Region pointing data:
|---|
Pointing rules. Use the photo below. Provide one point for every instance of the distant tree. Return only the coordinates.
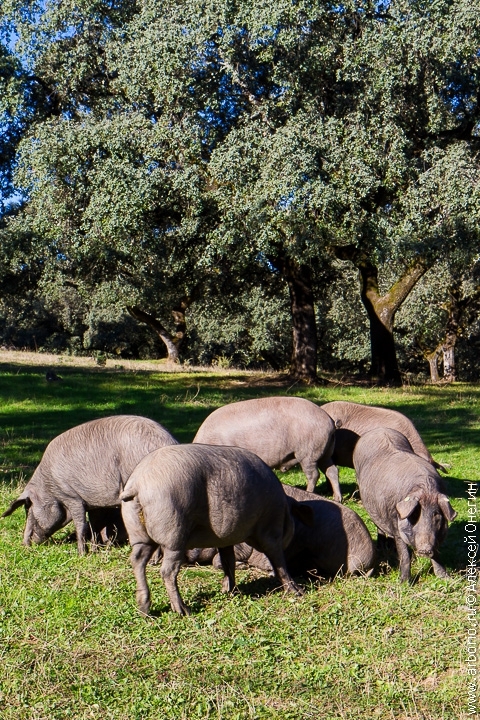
(188, 147)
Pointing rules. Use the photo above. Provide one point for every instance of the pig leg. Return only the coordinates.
(79, 517)
(227, 557)
(139, 557)
(438, 568)
(331, 473)
(273, 551)
(288, 464)
(404, 558)
(172, 562)
(310, 469)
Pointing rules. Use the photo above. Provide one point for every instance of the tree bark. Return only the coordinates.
(303, 364)
(172, 341)
(461, 312)
(381, 310)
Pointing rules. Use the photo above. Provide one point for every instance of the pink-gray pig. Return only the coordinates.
(404, 496)
(200, 496)
(353, 420)
(85, 468)
(283, 431)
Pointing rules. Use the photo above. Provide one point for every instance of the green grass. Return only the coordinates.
(72, 644)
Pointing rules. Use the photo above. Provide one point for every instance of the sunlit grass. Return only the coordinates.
(73, 646)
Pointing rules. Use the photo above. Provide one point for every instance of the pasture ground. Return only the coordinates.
(73, 646)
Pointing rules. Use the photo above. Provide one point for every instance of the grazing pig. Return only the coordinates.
(353, 420)
(283, 431)
(403, 494)
(196, 496)
(85, 468)
(338, 542)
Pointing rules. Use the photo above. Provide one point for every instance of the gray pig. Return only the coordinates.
(404, 496)
(85, 467)
(353, 420)
(337, 543)
(196, 496)
(283, 431)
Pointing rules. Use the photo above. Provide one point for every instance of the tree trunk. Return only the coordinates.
(381, 310)
(449, 370)
(432, 358)
(303, 365)
(173, 342)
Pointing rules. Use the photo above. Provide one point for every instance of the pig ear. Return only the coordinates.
(302, 512)
(23, 499)
(406, 506)
(446, 508)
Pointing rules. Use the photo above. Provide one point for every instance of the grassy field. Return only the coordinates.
(73, 646)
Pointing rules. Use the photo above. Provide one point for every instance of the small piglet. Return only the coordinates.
(283, 431)
(404, 496)
(200, 496)
(82, 469)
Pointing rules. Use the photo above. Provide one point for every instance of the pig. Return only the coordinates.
(338, 542)
(200, 496)
(283, 431)
(85, 468)
(353, 420)
(404, 496)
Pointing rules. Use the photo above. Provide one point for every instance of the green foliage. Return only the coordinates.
(192, 150)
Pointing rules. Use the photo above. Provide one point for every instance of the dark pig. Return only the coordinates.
(404, 496)
(354, 419)
(337, 543)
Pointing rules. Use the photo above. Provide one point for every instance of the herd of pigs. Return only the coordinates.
(218, 500)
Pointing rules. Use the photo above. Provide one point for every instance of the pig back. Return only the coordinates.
(387, 468)
(201, 495)
(95, 459)
(273, 428)
(338, 541)
(360, 419)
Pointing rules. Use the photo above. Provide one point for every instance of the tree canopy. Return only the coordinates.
(177, 153)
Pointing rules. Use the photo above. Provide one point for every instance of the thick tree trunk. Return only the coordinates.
(381, 310)
(304, 329)
(173, 342)
(432, 358)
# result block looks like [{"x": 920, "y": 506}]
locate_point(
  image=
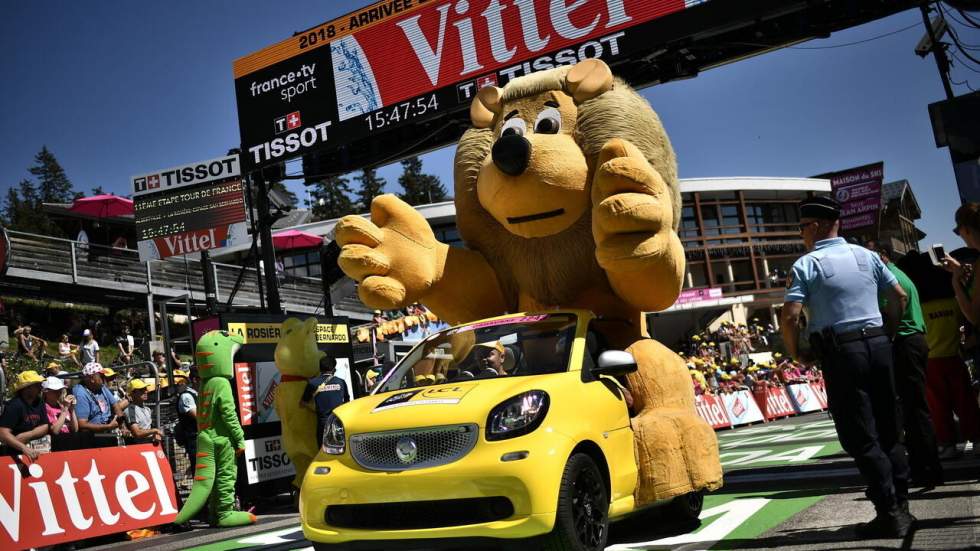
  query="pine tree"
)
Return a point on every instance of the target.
[
  {"x": 53, "y": 185},
  {"x": 331, "y": 198},
  {"x": 372, "y": 185},
  {"x": 419, "y": 188}
]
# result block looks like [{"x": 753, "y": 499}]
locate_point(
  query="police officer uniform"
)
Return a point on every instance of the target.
[
  {"x": 839, "y": 284},
  {"x": 326, "y": 391}
]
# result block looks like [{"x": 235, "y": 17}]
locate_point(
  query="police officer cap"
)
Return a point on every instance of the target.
[{"x": 823, "y": 208}]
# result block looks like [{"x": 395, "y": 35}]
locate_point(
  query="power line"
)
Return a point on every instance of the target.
[
  {"x": 963, "y": 63},
  {"x": 903, "y": 29}
]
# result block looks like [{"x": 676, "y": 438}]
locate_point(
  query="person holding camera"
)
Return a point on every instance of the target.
[
  {"x": 98, "y": 409},
  {"x": 840, "y": 283}
]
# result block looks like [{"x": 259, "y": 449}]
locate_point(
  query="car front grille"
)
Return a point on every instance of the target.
[
  {"x": 433, "y": 446},
  {"x": 417, "y": 515}
]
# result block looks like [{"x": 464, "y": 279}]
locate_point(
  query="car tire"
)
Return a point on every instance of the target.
[
  {"x": 686, "y": 507},
  {"x": 582, "y": 518}
]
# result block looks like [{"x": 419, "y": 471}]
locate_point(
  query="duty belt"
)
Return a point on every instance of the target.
[{"x": 866, "y": 333}]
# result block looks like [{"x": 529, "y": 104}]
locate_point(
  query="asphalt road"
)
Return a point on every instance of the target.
[{"x": 788, "y": 485}]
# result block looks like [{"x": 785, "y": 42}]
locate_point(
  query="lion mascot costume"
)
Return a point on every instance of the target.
[{"x": 567, "y": 197}]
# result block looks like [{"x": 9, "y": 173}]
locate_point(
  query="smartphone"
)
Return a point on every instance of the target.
[{"x": 937, "y": 253}]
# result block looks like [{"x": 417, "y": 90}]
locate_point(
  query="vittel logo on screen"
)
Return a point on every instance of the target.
[{"x": 456, "y": 21}]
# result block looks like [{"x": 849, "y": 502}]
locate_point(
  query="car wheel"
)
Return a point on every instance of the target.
[
  {"x": 582, "y": 519},
  {"x": 686, "y": 507}
]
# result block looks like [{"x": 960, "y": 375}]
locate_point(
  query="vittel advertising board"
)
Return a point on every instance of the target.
[
  {"x": 400, "y": 62},
  {"x": 190, "y": 208}
]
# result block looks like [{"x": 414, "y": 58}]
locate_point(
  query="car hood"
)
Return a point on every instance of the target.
[{"x": 445, "y": 404}]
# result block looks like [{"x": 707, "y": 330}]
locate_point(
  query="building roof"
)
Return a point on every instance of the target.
[
  {"x": 752, "y": 185},
  {"x": 900, "y": 190}
]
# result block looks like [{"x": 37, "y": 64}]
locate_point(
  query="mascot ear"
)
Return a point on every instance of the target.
[
  {"x": 587, "y": 79},
  {"x": 310, "y": 325},
  {"x": 485, "y": 106}
]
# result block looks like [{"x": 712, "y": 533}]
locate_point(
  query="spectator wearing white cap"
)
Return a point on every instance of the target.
[
  {"x": 23, "y": 419},
  {"x": 59, "y": 406},
  {"x": 98, "y": 410},
  {"x": 89, "y": 348}
]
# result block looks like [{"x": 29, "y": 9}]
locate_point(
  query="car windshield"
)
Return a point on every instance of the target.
[{"x": 513, "y": 347}]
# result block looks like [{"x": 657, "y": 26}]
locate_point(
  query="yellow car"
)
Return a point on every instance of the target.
[{"x": 488, "y": 433}]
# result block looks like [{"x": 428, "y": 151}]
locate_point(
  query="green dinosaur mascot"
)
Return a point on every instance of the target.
[{"x": 219, "y": 435}]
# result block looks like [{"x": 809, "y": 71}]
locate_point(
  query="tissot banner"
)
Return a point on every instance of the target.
[
  {"x": 190, "y": 208},
  {"x": 74, "y": 495},
  {"x": 403, "y": 61}
]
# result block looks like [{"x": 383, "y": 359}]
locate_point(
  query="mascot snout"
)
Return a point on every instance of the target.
[{"x": 511, "y": 154}]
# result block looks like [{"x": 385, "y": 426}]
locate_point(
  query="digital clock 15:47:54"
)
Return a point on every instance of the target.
[{"x": 402, "y": 112}]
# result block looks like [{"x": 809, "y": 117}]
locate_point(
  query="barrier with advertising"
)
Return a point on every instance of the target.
[
  {"x": 820, "y": 391},
  {"x": 266, "y": 459},
  {"x": 741, "y": 408},
  {"x": 712, "y": 410},
  {"x": 803, "y": 398},
  {"x": 777, "y": 403},
  {"x": 257, "y": 379},
  {"x": 74, "y": 495},
  {"x": 396, "y": 63},
  {"x": 190, "y": 208}
]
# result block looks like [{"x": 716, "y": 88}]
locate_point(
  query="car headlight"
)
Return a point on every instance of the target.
[
  {"x": 334, "y": 438},
  {"x": 517, "y": 416}
]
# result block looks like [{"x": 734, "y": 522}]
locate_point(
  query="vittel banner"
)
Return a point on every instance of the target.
[
  {"x": 402, "y": 61},
  {"x": 69, "y": 496}
]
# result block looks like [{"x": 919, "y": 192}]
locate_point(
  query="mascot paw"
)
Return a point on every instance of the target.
[
  {"x": 631, "y": 209},
  {"x": 395, "y": 256},
  {"x": 632, "y": 223}
]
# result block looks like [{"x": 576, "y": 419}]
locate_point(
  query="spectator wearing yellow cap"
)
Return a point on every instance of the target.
[
  {"x": 97, "y": 408},
  {"x": 139, "y": 417},
  {"x": 24, "y": 419}
]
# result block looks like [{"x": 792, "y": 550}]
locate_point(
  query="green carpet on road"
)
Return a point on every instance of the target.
[{"x": 742, "y": 515}]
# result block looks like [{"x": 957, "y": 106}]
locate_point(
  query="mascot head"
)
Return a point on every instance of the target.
[
  {"x": 297, "y": 353},
  {"x": 523, "y": 173}
]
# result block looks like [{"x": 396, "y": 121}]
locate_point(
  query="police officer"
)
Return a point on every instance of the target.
[
  {"x": 325, "y": 391},
  {"x": 840, "y": 283}
]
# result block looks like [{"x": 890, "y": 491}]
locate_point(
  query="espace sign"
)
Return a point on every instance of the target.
[{"x": 399, "y": 62}]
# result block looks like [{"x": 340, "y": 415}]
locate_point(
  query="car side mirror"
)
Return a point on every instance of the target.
[{"x": 615, "y": 363}]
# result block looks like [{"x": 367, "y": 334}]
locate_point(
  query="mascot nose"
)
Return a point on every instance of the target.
[{"x": 511, "y": 154}]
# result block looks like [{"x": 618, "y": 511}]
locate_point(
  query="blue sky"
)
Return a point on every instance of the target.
[{"x": 121, "y": 88}]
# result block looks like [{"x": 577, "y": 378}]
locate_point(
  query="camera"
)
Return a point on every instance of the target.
[{"x": 937, "y": 253}]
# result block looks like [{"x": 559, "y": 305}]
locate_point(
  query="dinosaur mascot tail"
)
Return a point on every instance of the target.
[{"x": 219, "y": 437}]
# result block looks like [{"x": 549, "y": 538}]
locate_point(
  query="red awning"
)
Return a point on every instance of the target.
[
  {"x": 103, "y": 206},
  {"x": 295, "y": 239}
]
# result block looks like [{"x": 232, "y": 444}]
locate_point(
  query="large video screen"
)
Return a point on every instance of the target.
[{"x": 400, "y": 62}]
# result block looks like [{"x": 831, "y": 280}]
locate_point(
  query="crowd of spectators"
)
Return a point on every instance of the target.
[{"x": 725, "y": 360}]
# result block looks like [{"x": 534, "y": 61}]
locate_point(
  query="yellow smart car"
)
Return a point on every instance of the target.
[{"x": 487, "y": 433}]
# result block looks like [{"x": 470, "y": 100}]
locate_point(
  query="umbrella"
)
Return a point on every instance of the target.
[
  {"x": 295, "y": 239},
  {"x": 103, "y": 206}
]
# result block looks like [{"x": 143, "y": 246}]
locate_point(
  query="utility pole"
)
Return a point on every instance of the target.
[
  {"x": 265, "y": 240},
  {"x": 210, "y": 294},
  {"x": 942, "y": 62}
]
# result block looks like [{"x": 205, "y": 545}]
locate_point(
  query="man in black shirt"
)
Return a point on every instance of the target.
[
  {"x": 24, "y": 418},
  {"x": 324, "y": 393}
]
|---|
■ **REQUIREMENT**
The answer must consist of every line above that holds the string "officer", copied exactly.

■ **EXERCISE SOLUTION**
  query="police officer uniform"
  query="police officer cap"
  query="police officer"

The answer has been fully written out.